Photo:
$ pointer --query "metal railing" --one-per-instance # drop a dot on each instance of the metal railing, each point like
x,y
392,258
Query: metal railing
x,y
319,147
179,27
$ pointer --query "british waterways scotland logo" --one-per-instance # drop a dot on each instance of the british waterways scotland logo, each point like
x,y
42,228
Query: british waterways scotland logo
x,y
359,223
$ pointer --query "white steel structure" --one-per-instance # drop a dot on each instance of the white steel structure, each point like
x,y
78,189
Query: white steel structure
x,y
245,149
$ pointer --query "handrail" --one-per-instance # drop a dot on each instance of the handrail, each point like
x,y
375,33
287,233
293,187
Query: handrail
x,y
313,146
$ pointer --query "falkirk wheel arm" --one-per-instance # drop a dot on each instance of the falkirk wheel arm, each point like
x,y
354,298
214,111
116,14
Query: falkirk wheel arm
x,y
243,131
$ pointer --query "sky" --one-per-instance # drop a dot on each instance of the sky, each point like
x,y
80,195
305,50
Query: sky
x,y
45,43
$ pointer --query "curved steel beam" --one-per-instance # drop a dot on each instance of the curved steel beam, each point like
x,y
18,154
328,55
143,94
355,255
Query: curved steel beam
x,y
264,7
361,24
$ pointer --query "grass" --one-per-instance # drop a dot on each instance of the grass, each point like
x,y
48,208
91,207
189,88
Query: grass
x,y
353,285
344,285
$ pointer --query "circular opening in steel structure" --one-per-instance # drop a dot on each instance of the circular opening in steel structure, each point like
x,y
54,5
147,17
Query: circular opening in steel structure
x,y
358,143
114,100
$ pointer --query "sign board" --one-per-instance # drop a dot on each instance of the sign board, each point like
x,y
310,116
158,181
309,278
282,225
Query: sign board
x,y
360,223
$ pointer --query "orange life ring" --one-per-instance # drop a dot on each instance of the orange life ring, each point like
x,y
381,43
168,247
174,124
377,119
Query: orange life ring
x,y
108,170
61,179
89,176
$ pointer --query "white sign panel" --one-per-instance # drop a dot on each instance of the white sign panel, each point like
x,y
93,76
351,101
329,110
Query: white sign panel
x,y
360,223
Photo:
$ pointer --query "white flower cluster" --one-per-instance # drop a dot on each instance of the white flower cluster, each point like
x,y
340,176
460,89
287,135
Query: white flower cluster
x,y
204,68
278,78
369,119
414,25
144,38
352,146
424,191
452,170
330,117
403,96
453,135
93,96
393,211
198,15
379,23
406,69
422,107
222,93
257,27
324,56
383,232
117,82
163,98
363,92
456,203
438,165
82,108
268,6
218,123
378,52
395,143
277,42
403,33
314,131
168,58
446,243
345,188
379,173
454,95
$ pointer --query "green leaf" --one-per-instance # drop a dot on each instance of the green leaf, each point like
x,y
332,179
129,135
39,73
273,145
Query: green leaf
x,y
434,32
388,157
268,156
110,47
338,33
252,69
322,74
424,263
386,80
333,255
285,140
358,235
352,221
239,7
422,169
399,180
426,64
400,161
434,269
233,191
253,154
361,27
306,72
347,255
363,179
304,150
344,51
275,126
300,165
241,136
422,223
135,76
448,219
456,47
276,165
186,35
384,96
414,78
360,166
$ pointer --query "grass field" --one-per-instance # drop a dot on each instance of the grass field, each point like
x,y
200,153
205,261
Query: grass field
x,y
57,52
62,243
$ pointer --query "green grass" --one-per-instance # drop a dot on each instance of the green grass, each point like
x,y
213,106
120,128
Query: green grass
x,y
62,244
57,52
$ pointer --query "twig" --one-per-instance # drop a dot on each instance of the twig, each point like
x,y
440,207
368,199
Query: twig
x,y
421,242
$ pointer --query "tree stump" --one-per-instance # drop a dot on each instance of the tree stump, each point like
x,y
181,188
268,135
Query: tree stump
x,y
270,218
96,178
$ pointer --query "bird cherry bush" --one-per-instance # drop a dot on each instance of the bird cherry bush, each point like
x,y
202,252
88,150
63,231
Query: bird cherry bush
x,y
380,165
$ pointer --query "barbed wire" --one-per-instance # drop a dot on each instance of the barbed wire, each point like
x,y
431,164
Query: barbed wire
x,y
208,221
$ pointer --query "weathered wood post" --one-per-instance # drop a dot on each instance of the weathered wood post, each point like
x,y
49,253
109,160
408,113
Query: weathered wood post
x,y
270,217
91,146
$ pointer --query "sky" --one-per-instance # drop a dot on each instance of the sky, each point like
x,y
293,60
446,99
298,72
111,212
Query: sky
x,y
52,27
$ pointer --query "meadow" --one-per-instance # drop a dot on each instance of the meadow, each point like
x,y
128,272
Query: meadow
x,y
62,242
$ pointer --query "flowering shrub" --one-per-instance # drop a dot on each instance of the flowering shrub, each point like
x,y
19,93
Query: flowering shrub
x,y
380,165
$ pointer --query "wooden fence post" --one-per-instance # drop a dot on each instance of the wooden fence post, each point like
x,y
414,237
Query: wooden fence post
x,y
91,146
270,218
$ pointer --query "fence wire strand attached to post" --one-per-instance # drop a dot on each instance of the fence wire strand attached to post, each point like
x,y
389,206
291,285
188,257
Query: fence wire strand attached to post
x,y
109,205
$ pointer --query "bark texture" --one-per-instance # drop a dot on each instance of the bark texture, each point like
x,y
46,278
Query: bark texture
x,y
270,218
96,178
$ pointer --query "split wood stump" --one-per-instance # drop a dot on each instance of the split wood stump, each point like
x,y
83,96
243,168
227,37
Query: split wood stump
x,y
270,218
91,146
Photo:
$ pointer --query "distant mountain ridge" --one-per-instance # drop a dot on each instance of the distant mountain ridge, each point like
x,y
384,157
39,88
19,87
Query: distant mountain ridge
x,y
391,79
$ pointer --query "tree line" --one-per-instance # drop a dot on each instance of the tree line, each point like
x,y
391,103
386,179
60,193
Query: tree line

====

**Stated goal**:
Rewrite every one of the records, changing "drop a dot" to "place a marker" wherever it occurs and keeping everything else the same.

**Solution for this problem**:
Photo:
$ pointer --query "metal railing" --one-per-instance # place a marker on each instance of the metal railing, each point like
x,y
392,258
Query: metal railing
x,y
319,147
179,27
$ pointer --query "british waterways scotland logo" --one-per-instance # place a marker on each instance of the british waterways scotland logo, each point like
x,y
42,228
Query: british waterways scotland logo
x,y
359,223
$ pointer --query "white steel structure" --one-per-instance # place a marker on each instance of the white steel structure, each point like
x,y
78,189
Query: white steel structure
x,y
245,149
$ pointer --query "handrail" --one-per-instance # place a marker on each instance of the handrail, each point like
x,y
375,33
287,233
293,187
Query: handrail
x,y
313,146
$ pointer --query "falkirk wheel arm" --one-per-instance # place a marker on each instance of the falkirk wheel arm, each point like
x,y
354,298
214,111
116,14
Query: falkirk wheel arm
x,y
243,131
$ pointer --query "sky" --one-per-instance # place a marker on each instance of the sky, each point like
x,y
80,195
305,50
Query: sky
x,y
45,43
$ pointer --query "curved steel beam" --one-per-instance # place a marker on each instance of the curved steel beam, each point like
x,y
18,154
328,55
143,94
355,255
Query: curved steel beam
x,y
264,7
361,24
$ pointer --query "grass" --one-per-instance # place a marker on each instance of the grass, each point like
x,y
48,208
91,207
189,88
Query: grass
x,y
353,285
344,285
$ pointer --query "circular opening in steel structure" --one-per-instance # place a marker on each instance of the circular opening in steel structure, each point like
x,y
54,5
147,17
Query: circular opening in steel structure
x,y
358,143
114,100
$ pointer --query "sign board" --one-per-instance # place a marker on each instance of the sign board, each point like
x,y
310,116
158,181
309,278
282,225
Query: sign board
x,y
360,223
$ pointer --query "orange life ring" --one-per-instance # place a marker on each instance of the orange life ring, each point like
x,y
381,43
168,247
174,124
377,119
Query: orange life ring
x,y
108,170
61,179
89,176
$ pointer --query "white sign panel" --one-per-instance # place a marker on each instance of the white sign panel, each point like
x,y
93,76
351,101
329,110
Query: white sign panel
x,y
360,223
Photo:
$ pointer --query "white flower cluster" --one-per-instance # place a marker on each instance of the white flower cluster, each point like
x,y
340,176
460,89
287,135
Query: white flower cluster
x,y
204,68
278,78
369,119
414,25
144,38
352,146
424,191
452,170
330,117
403,96
453,135
93,96
393,211
198,15
379,23
406,69
422,107
222,93
257,27
324,56
383,232
117,82
163,98
363,92
456,203
438,165
82,108
268,6
218,123
378,52
395,143
277,42
403,33
314,131
168,58
446,243
345,188
379,173
454,95
$ pointer --query "green leaf" --one-per-instance # place a marker on each instance of the green leaf, each point like
x,y
332,179
129,135
39,73
273,145
Query: green leaf
x,y
434,32
388,157
268,156
110,47
338,33
252,69
322,74
424,263
386,80
333,255
285,140
358,235
352,221
239,7
422,169
399,180
426,64
400,161
434,269
233,191
253,154
361,27
306,72
347,255
363,179
304,150
344,51
275,126
300,165
241,136
422,223
135,76
448,219
456,47
276,165
186,35
384,96
414,78
360,166
$ pointer --query "grass field" --one-per-instance # place a marker on each instance of the grass field, each point like
x,y
200,153
205,261
Query: grass field
x,y
57,52
62,243
$ pointer --query "green grass" --one-per-instance # place a marker on each instance of the green grass, each point like
x,y
213,106
120,128
Query: green grass
x,y
62,244
57,52
$ pointer --query "twig" --one-per-instance # place a marker on each instance of the twig, each point like
x,y
440,207
368,199
Query: twig
x,y
421,242
$ pointer --query "tree stump" --one-per-instance # place a marker on each instance of the tree stump, each point like
x,y
181,188
268,135
Query: tree stump
x,y
270,218
96,178
$ pointer --query "bird cherry bush" --one-per-instance # place a marker on each instance of the bird cherry bush, each point like
x,y
202,252
88,150
63,231
Query: bird cherry bush
x,y
380,165
$ pointer --query "barbed wire" --one-per-instance # place a marker on each instance of the barbed wire, each point like
x,y
431,164
Query: barbed wire
x,y
208,221
$ pointer --query "weathered wood post" --one-per-instance # place a marker on each instance of the weathered wood post, each point like
x,y
49,253
109,160
408,113
Query: weathered wood post
x,y
270,217
91,146
$ pointer --query "sky" --one-per-instance # place a marker on each instance of the sky, each point like
x,y
293,60
446,99
298,72
111,212
Query: sky
x,y
52,27
$ pointer --query "meadow" --one-per-instance # place a marker on each instance of the meadow, each point like
x,y
128,272
Query: meadow
x,y
62,242
$ pointer --query "flowering shrub" --one-per-instance # place a marker on each instance of the flowering shrub, each point like
x,y
19,93
Query: flowering shrub
x,y
380,165
$ pointer --query "wooden fence post" --one-per-instance # place a marker on each instance of the wooden fence post, each point like
x,y
414,237
Query: wooden fence post
x,y
91,146
270,218
$ pointer --query "fence wire strand attached to post" --one-per-instance # place a marker on each instance of the fence wire strand attached to post, each point like
x,y
389,206
291,285
188,257
Query: fence wire strand attached to post
x,y
109,205
$ pointer --query "bark texture" --one-per-instance # place a marker on each instance of the bark texture, each point like
x,y
46,278
Query: bark texture
x,y
270,218
96,178
$ pointer --query "split wood stump" --one-per-instance # place a marker on each instance of the split wood stump, each point like
x,y
83,96
243,168
227,37
Query: split wood stump
x,y
270,218
91,146
Photo:
$ pointer --query "distant mountain ridge" --one-per-instance # place a marker on each instance of the distant mountain ridge, each point like
x,y
384,157
39,88
19,87
Query: distant mountain ridge
x,y
391,79
$ pointer --query "tree line" --one-per-instance # place a marker on each instance of the tree line, each point like
x,y
391,103
386,179
60,193
Query: tree line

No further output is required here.